*Exercise prompt*: With the images omitted, return all of the entries exactly as they stand.
Segment Start: Given data
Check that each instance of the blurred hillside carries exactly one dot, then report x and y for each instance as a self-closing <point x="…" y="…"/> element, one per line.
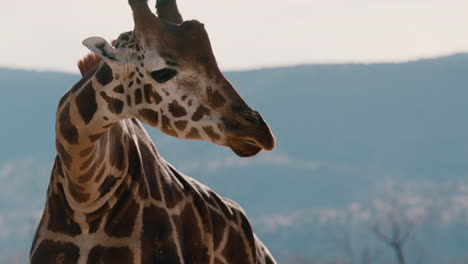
<point x="353" y="140"/>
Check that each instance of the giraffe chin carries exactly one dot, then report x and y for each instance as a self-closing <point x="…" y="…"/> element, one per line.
<point x="245" y="148"/>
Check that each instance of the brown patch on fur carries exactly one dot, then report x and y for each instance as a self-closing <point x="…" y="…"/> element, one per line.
<point x="88" y="62"/>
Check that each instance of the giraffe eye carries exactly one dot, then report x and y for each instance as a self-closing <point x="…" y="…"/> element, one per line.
<point x="164" y="75"/>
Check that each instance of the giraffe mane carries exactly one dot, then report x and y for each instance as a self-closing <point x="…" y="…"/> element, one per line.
<point x="88" y="62"/>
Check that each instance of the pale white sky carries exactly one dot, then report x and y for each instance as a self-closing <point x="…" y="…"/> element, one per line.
<point x="245" y="33"/>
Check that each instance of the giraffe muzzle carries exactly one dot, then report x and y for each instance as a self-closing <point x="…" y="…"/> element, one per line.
<point x="249" y="135"/>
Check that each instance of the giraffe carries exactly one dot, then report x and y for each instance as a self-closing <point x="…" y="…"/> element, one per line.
<point x="111" y="197"/>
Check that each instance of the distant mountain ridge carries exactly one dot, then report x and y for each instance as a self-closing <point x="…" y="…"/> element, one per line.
<point x="347" y="135"/>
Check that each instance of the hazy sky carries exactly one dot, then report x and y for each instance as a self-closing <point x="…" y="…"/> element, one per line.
<point x="245" y="33"/>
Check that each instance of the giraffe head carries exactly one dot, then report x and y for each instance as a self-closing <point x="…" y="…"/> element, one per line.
<point x="172" y="81"/>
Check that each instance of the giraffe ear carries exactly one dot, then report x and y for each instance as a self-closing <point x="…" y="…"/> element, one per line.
<point x="103" y="49"/>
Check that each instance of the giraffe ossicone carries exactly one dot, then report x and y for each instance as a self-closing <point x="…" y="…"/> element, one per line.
<point x="112" y="198"/>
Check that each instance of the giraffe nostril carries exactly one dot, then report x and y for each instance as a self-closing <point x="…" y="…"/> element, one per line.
<point x="250" y="119"/>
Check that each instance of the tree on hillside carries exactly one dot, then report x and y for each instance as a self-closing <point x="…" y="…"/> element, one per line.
<point x="394" y="230"/>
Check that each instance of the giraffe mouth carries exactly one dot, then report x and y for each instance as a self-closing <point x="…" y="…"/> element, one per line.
<point x="245" y="148"/>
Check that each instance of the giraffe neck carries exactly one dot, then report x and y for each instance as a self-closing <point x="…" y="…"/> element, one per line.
<point x="91" y="129"/>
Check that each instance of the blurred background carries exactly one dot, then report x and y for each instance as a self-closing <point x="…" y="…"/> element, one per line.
<point x="368" y="101"/>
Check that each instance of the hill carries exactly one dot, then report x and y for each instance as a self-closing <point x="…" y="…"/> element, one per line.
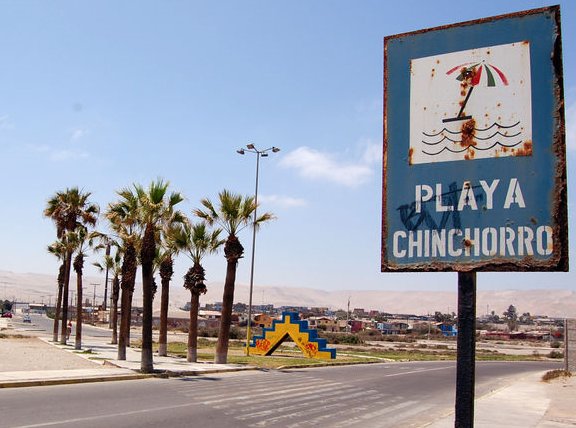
<point x="554" y="303"/>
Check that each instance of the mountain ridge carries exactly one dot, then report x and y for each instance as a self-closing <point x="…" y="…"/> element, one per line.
<point x="558" y="303"/>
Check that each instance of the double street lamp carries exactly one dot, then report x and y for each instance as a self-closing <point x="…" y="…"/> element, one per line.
<point x="250" y="148"/>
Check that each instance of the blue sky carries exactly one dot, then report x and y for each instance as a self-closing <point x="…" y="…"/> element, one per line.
<point x="103" y="94"/>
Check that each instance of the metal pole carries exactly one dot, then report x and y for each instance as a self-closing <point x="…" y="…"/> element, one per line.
<point x="106" y="280"/>
<point x="249" y="325"/>
<point x="466" y="350"/>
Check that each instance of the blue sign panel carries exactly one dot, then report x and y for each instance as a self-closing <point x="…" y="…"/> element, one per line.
<point x="474" y="147"/>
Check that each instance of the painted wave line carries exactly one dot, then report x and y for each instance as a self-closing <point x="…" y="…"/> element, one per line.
<point x="475" y="138"/>
<point x="497" y="143"/>
<point x="475" y="129"/>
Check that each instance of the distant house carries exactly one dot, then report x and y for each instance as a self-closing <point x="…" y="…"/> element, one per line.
<point x="177" y="318"/>
<point x="447" y="329"/>
<point x="324" y="323"/>
<point x="396" y="327"/>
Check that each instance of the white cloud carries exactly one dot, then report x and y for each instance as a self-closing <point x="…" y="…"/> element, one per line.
<point x="55" y="155"/>
<point x="77" y="134"/>
<point x="282" y="201"/>
<point x="313" y="164"/>
<point x="64" y="155"/>
<point x="571" y="127"/>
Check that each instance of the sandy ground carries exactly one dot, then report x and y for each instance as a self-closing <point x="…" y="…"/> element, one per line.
<point x="31" y="353"/>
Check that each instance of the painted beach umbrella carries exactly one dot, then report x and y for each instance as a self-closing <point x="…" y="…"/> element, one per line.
Segment End: Given data
*Result of the exercise*:
Check that each instance of the blurred hillside carries exactly one dot, then report x and y for each instance as a self-closing <point x="…" y="…"/> element, one per line.
<point x="353" y="140"/>
Check that each instance of the giraffe chin carries exactly one dot, then report x and y for each instance as a self-closing <point x="…" y="…"/> element, one per line.
<point x="245" y="148"/>
Check that each instance of the brown patch on fur carries exactly one dot, then report x and y for each instance as a self-closing <point x="…" y="…"/> element, one per line.
<point x="88" y="62"/>
Check that each instance of the giraffe eye carries exactly one dot, then report x and y for each instance as a self-closing <point x="…" y="…"/> element, one per line.
<point x="164" y="75"/>
Check that each instance of the giraffe mane carries exactly one dot, then report x and y for each instance as a self-closing <point x="…" y="…"/> element, one per line.
<point x="88" y="62"/>
Check that each instance of the pale white sky carries exactly one dot, then report x and y for each instance as a self-closing <point x="…" y="…"/> element, one per line.
<point x="245" y="33"/>
Check that each instance of the giraffe muzzle carries exactly one dot, then report x and y for each instance as a self-closing <point x="…" y="…"/> element, one per line.
<point x="249" y="135"/>
Check that each instance of the giraffe carries exactly one dot, then report x and y for each instance as a self-closing <point x="…" y="…"/> element, one per line.
<point x="111" y="197"/>
Check that each instance of the distant mountain ridge carries exactly one dot, then report x and y for each instance as a self-closing <point x="…" y="…"/> element, one per line.
<point x="347" y="135"/>
Check that each instance of the hazy sky carries exactly one dot, then report x and y for each instance as a self-closing <point x="…" y="…"/> element, one per line.
<point x="245" y="33"/>
Check that each instance of the giraffe head carries exactly one dot, then report x and y for each instance as a self-closing <point x="…" y="…"/> element, one per line.
<point x="172" y="81"/>
Check that each instance of the giraffe ear carries exactly one dot, then report x and y for each instance as a self-closing <point x="…" y="…"/> element, one per line.
<point x="103" y="49"/>
Check that each instance of the giraffe ossicone carries exactly one dot, then report x and y for each instance as a self-closing <point x="…" y="…"/> element, one per line.
<point x="112" y="198"/>
Check that each instance of the giraffe nostril carries exactly one dot, then report x and y for each instance as a self-closing <point x="…" y="…"/> element, one per line.
<point x="250" y="119"/>
Check that each instance of the tree on hillside carries exactly one dot, then report x and y for each instance as a self-closing <point x="…" y="…"/> element, one per line.
<point x="394" y="230"/>
Check that each instance of the giraffe mouth carries exactly one dot, then report x and y for each instance as a self-closing <point x="…" y="…"/> element, one per line.
<point x="245" y="148"/>
Check that each instance of the giraffe neck carries exactly one dot, then report x and y for each instance as a self-closing <point x="…" y="…"/> element, one per line.
<point x="91" y="129"/>
Check that each instance of the blurred background carries exactly one dot, then report x and y for each instance as a self-closing <point x="…" y="…"/> element, one per line.
<point x="368" y="101"/>
Check that each instance of the hill carries exactly one dot, then report x and y for each instance as a self-closing <point x="…" y="…"/> element, one per line.
<point x="554" y="303"/>
Check that each instance of the mountain ridge carries exactly one dot, then report x and y for each instance as a self-closing <point x="…" y="…"/> element, one per line.
<point x="558" y="303"/>
Check that each instance of the double street lamp carries exactly one dot, then report x and y for each instance as a self-closing <point x="…" y="…"/> element, one per line.
<point x="250" y="148"/>
Check that each instance of the blue sky carries exactly one dot, then report x and y for each instance as a self-closing <point x="…" y="…"/> element, one per line.
<point x="103" y="94"/>
Check that each instance of the metal pole carries exactly one dot, then report x and y for each instance as a self-closing <point x="…" y="…"/> element, one per line.
<point x="106" y="280"/>
<point x="249" y="325"/>
<point x="466" y="350"/>
Check that each instance of the blue sign panel carries exactly one dot, then report x and y for each instance as a self-closing <point x="…" y="…"/> element, one per line.
<point x="474" y="147"/>
Check that each instance of the painted wave line carries exactly one dot, then report x and y for each instance as a self-closing <point x="…" y="…"/> element, one per line.
<point x="475" y="138"/>
<point x="497" y="143"/>
<point x="475" y="129"/>
Check that each instance of the distant house carries exactly one dot, then report x and y for each instance as a self-closing <point x="…" y="…"/> element, one per line.
<point x="177" y="318"/>
<point x="447" y="329"/>
<point x="324" y="323"/>
<point x="396" y="327"/>
Check that each instance of the white cloud carries exactly one dot, then report x and y for each instance as a self-closing <point x="…" y="…"/> element, one per line.
<point x="55" y="155"/>
<point x="77" y="134"/>
<point x="282" y="201"/>
<point x="313" y="164"/>
<point x="64" y="155"/>
<point x="571" y="127"/>
Check that each instance of the sandy ground carries exactly one dot, then report x and y for each instance as a self-closing <point x="…" y="…"/> element, one per line.
<point x="31" y="353"/>
Check that each instance of the painted beach umbrella carries exactly one dot, then report x and y for each instance as a self-closing <point x="…" y="…"/> element, one per line.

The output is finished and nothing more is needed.